L’artista propone all’interno delle due sale della torre un percorso di scritte al neon, dove la parola “segnefecate” (significato) in dialetto molfettese viene ripetuta in diverse lingue (tedesco, giapponese, ungherese) lungo tutte le pareti dello spazio per arrivare alla parola nascosta oltre il foro centrale.
In numerose opere Kosuth ha utilizzato frasi di Sigmund Freud, per esempio nella serie “Zero & Not”: scritte cancellate da bande nere che finiscono per ostacolare la leggibilità completa della citazione, e metafora quelle emozioni rimosse che, secondo le posizioni freudiane, restano attive nell’inconscio.

§ Righe di dati:
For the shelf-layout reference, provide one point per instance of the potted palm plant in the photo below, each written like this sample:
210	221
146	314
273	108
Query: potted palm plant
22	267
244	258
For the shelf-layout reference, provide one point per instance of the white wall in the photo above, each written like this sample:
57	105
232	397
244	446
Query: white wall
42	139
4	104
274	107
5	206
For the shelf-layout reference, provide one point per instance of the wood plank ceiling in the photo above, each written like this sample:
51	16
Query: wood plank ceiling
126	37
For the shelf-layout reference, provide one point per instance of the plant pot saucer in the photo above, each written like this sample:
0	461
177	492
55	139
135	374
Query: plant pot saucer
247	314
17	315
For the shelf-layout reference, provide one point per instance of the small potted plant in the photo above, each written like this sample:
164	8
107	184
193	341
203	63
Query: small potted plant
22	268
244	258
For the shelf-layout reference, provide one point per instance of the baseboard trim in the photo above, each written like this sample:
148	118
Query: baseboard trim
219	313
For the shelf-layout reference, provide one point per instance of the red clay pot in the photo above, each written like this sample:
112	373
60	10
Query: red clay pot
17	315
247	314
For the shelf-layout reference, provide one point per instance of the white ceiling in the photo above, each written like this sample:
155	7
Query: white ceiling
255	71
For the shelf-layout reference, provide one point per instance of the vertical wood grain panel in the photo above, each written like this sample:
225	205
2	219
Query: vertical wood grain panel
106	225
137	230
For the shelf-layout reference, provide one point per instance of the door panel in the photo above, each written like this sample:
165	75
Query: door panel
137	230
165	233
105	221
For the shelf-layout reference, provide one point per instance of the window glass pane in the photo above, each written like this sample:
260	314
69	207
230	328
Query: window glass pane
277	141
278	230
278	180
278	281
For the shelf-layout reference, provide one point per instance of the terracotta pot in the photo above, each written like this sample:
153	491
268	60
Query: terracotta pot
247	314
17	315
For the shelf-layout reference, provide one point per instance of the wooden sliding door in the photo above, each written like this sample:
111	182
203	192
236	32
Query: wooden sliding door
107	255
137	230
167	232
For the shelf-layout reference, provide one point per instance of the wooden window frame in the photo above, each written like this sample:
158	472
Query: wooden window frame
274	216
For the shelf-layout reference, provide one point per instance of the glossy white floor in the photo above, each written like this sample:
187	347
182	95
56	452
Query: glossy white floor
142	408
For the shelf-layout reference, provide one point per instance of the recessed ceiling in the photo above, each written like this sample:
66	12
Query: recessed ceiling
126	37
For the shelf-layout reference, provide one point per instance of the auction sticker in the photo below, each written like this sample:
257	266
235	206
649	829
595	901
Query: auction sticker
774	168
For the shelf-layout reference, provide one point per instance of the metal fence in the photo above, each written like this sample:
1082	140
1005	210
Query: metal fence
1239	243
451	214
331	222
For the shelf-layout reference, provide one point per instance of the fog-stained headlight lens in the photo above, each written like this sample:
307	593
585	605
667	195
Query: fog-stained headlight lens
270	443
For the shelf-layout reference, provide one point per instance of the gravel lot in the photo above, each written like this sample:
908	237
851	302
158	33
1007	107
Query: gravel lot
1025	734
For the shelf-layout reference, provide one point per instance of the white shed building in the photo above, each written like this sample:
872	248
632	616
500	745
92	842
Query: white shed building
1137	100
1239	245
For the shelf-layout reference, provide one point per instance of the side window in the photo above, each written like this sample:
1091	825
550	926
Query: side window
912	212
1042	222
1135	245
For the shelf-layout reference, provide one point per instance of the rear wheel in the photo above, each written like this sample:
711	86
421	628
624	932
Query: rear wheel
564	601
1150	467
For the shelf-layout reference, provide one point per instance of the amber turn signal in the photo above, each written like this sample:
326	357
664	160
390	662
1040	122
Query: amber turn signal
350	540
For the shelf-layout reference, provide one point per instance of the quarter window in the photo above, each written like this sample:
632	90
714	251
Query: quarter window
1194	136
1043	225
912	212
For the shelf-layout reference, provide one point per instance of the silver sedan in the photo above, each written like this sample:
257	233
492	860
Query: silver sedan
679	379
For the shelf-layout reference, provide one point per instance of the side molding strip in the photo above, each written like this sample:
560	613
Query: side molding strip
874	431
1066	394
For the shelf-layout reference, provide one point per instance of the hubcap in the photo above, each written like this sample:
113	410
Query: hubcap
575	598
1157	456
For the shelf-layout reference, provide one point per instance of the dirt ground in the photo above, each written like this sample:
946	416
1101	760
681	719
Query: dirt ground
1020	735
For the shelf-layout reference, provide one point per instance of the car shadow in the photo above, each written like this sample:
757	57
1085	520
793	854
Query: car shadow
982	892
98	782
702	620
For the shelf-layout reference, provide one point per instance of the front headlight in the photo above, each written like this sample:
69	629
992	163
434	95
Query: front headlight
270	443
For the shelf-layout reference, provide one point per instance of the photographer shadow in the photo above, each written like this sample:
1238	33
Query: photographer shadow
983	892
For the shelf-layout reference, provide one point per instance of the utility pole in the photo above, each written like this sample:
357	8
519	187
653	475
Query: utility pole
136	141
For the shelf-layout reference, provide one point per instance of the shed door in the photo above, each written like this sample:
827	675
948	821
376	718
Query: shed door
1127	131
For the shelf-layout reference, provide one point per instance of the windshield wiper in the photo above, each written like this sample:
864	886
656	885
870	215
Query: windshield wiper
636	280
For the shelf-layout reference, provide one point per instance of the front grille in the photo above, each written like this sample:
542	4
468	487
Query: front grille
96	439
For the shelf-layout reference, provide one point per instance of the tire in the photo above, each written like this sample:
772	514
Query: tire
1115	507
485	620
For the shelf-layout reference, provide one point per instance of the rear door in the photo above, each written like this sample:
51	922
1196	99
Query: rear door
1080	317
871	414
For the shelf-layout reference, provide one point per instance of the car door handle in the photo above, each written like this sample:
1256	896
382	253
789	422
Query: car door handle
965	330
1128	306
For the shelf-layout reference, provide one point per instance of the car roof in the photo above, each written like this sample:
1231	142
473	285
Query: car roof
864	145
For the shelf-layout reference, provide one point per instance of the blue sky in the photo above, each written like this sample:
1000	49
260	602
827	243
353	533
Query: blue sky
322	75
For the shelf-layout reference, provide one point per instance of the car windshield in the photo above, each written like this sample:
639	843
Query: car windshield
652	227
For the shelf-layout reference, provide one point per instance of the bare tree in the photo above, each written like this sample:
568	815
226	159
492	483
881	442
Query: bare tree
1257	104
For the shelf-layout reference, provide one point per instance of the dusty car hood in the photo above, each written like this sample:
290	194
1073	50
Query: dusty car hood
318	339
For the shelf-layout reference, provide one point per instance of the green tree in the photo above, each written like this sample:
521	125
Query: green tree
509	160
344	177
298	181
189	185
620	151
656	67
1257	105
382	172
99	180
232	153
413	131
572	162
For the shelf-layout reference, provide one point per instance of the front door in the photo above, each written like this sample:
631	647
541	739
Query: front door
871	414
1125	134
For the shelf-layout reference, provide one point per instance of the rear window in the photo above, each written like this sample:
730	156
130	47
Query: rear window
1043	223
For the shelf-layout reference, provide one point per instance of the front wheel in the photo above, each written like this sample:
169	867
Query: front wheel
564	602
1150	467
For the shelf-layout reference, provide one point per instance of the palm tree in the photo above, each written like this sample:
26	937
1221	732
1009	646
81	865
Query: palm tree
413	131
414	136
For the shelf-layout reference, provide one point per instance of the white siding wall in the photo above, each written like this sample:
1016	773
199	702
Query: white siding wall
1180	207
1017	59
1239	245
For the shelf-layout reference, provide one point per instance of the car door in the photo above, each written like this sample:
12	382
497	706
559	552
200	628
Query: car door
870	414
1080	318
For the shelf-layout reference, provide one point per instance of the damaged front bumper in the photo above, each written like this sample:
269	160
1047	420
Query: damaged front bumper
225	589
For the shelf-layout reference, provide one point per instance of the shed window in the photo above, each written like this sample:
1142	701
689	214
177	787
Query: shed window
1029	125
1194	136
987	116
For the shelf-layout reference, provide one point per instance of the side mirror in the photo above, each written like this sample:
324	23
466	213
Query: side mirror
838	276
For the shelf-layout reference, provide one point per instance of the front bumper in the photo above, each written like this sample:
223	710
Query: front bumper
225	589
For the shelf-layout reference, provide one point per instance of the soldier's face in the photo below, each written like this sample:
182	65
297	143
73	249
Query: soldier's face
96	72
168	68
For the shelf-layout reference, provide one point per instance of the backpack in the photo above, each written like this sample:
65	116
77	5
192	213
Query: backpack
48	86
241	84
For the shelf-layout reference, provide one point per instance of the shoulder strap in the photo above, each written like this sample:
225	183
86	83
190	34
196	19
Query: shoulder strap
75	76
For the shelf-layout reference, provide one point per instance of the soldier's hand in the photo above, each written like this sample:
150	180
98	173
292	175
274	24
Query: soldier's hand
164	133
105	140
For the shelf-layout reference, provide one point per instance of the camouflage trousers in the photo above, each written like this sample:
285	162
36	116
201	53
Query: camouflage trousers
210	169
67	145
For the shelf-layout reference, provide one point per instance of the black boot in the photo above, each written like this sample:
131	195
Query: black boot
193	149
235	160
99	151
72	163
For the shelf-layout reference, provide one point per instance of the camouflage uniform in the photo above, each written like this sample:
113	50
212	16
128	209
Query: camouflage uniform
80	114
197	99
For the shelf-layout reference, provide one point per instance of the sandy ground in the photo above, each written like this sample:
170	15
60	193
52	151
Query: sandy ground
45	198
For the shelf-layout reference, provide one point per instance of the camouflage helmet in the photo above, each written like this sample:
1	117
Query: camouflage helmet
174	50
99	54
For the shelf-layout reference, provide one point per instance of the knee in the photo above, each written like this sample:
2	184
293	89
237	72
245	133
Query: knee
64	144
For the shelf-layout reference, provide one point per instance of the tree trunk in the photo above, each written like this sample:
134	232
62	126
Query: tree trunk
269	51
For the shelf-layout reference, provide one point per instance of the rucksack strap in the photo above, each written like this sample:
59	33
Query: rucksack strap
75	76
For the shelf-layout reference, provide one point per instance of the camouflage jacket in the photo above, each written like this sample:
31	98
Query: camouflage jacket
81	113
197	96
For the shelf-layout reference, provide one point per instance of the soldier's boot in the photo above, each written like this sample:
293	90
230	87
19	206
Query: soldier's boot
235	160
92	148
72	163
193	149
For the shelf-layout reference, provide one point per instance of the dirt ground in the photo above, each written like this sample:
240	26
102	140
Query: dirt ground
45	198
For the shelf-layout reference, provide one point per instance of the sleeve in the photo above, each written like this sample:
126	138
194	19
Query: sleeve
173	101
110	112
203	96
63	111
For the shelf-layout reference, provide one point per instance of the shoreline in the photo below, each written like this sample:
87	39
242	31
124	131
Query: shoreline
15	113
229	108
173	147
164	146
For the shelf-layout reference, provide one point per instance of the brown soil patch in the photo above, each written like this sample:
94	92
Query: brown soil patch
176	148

§ Consegna 1:
Per ciascuna affermazione indica se concorda con il brano su Kosuth, rispondendo sì o no e citando alla lettera le parole del brano che lo stabiliscono. (a) La parola "segnefecate" viene ripetuta in diverse lingue lungo le pareti. (b) Il percorso di scritte al neon occupa tre sale della torre. (c) Nella serie "Zero & Not" le scritte sono cancellate da bande bianche.
§ Consegna 2:
Scrivi il seguito del brano su Kosuth, cominciando subito dopo la sua ultima frase.
L'elenco è materiale a sé, distinto dal brano.

§ Risposta attesa 1:
(a) Sì: "viene ripetuta in diverse lingue (tedesco, giapponese, ungherese) lungo tutte le pareti dello spazio".
(b) No: "all’interno delle due sale della torre".
(c) No: "scritte cancellate da bande nere".

§ Risposta attesa 2:
Certamente la sostituzione dell’immagine con la parola, o la scritta, ci conduce verso una sorta di iconoclastia radicale. Kosuth ci giunge dopo varie fasi, prima riducendo l’immagine a sola fotografia documentaria, in seguito abolendola in favore di citazioni scritte ad essa riferite, oppure suggerita dalla mistione di riproduzioni d’opere d’arte con parole di filosofi e studiosi contemporanei.
In Kosuth regna unicamente il rapporto anticromatico nero-bianco, una riduzione sentita come azzeramento assoluto del colore, una cancellazione intransigente che eredita le affermazioni pronunciate pittoricamente dall’artista Ad Reinhardt durante gli anni cinquanta.
L’interesse per Wittgenstein è sottolineato da numerose mostre, tra cui “The Play of Unmentionable” presso il Brooklyn Museum nel 1990, volta a indagare le relazioni che si creano tra una cosa, la sua immagine visiva e la sua definizione verbale. Relazioni tra il linguaggio come catena di enunciati e la realtà (come spazio architettonico e referente), sono le basi logiche che caratterizzano le regole teoriche e le pratiche in base a cui si organizza ogni comunicazione, sia in ambito filosofico, sia in quello artistico.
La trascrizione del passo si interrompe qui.